** Stated problem **
In every one of the records, swap "fur" for "coat" and give the lines again with nothing else changed. Leave the pictures out of your answer.

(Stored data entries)
•••••

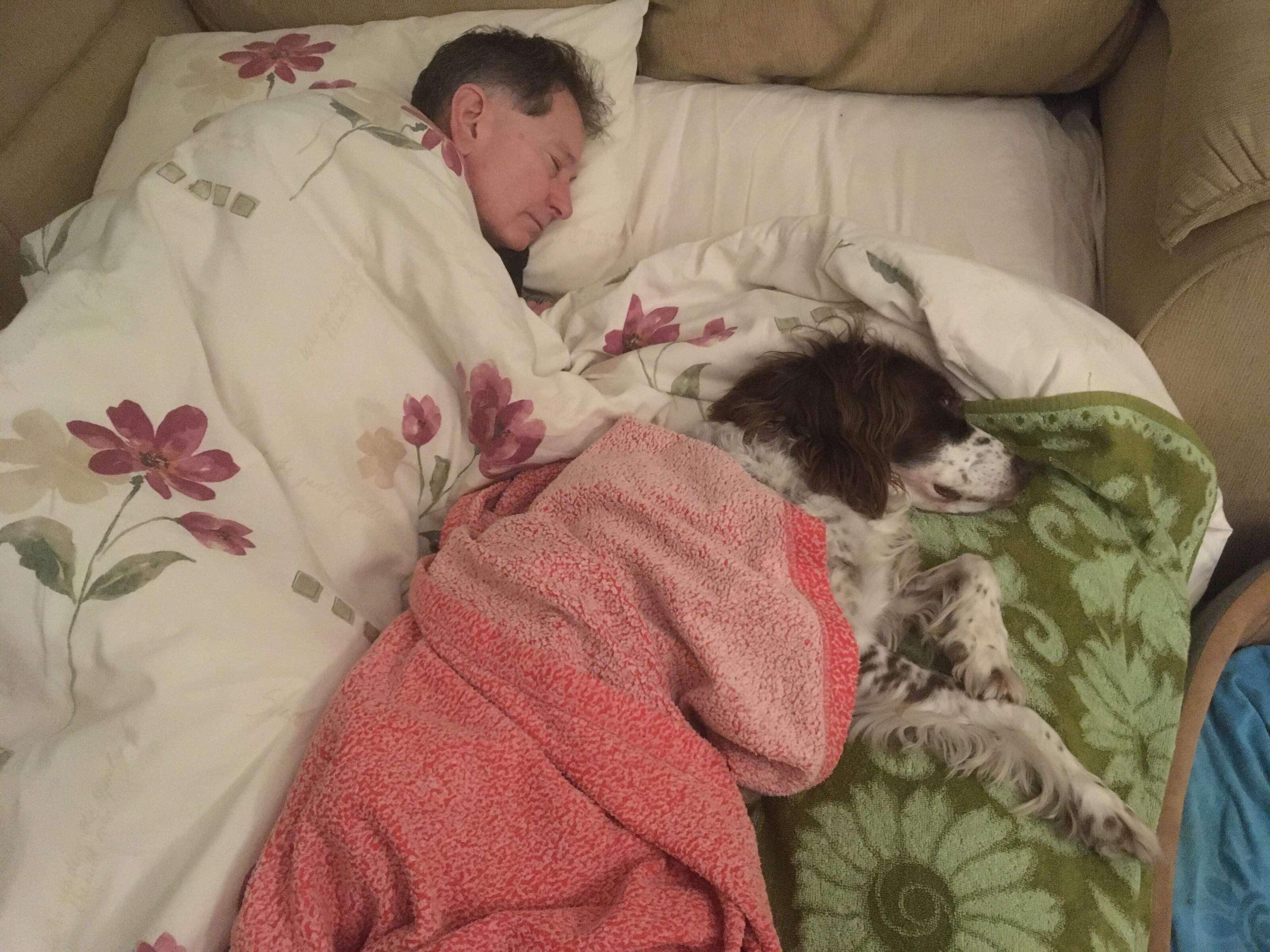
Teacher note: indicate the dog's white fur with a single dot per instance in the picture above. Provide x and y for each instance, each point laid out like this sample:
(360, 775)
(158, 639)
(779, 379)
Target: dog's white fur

•••••

** Completed exercise **
Teacher note: indicate the dog's white coat with a single dot per instance in the picture above. Provide x and y for each instance, each point laid out like this sample:
(360, 775)
(158, 639)
(779, 379)
Target: dog's white coat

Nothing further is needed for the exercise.